## Textabschnitt
§
Ein länderübergreifendes Projekt soll die Bibliothekslandschaft in Deutschland revolutionieren

26.09.2013

Adieu Zettelkasten. Die Recherche in Bibliotheken mithilfe alphabetischer Karteikarten gehört bald der Vergangenheit an. Die Bestände sollen künftig in großen „Datenwolken“ bundesweit verfügbar sein.

Adieu Zettelkasten. Die Recherche in Bibliotheken mithilfe alphabetischer Karteikarten gehört bald der Vergangenheit an. Die Bestände sollen künftig in großen „Datenwolken“ bundesweit verfügbar sein.
§
## Rohdaten
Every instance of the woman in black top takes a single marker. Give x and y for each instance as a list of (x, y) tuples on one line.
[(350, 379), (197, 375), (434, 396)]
§
## Gestellte Aufgabe A
Nenne alle Substantive aus der Überschrift des Texts über das Bibliotheksprojekt.
## Gestellte Aufgabe B
Schreibe den Text über das Bibliotheksprojekt im Anschluss an seinen letzten Satz weiter.

## Ergebnis A
Projekt, Bibliothekslandschaft, Deutschland

## Ergebnis B
Bildquelle: Bernd Wannenmacher

„Über das zersplitterte Bibliothekswesen habe ich mich schon geärgert, als ich vor mehr als 30 Jahren als Bibliothekar angefangen habe. Jetzt ändert sich das endlich!“, sagt Jirí Kende, Direktor der Universitätsbibliothek der Freien Universität Berlin. Ein neues Projekt, das von der Deutschen Forschungsgemeinschaft (DFG) finanziert wird, soll die Arbeit der Bibliotheken in Deutschland künftig effizienter gestalten und dadurch Kapazitäten für die Bewältigung neuer Aufgaben schaffen.

Ein kurzer Blick zurück: Im Zuge des Übergangs zur Onlinekatalogisierung in den 1980er Jahren wandelten sich die bis dahin existierenden regionalen Zentralkataloge, die Titelnachweise auf Katalogkarten der Bibliotheken ihrer Region für Zwecke der Fernleihe vorgehalten haben, allmählich zu EDV-basierten Bibliotheksverbünden. Der Vorteil der Onlinekatalogisierung: Innerhalb eines regionalen Verbundes brauchte ein Titel nur noch von einer Bibliothek katalogisiert zu werden, die anderen Bibliotheken fügten lediglich einen Vermerk an, ob sie den Titel ebenfalls im Bestand hatten.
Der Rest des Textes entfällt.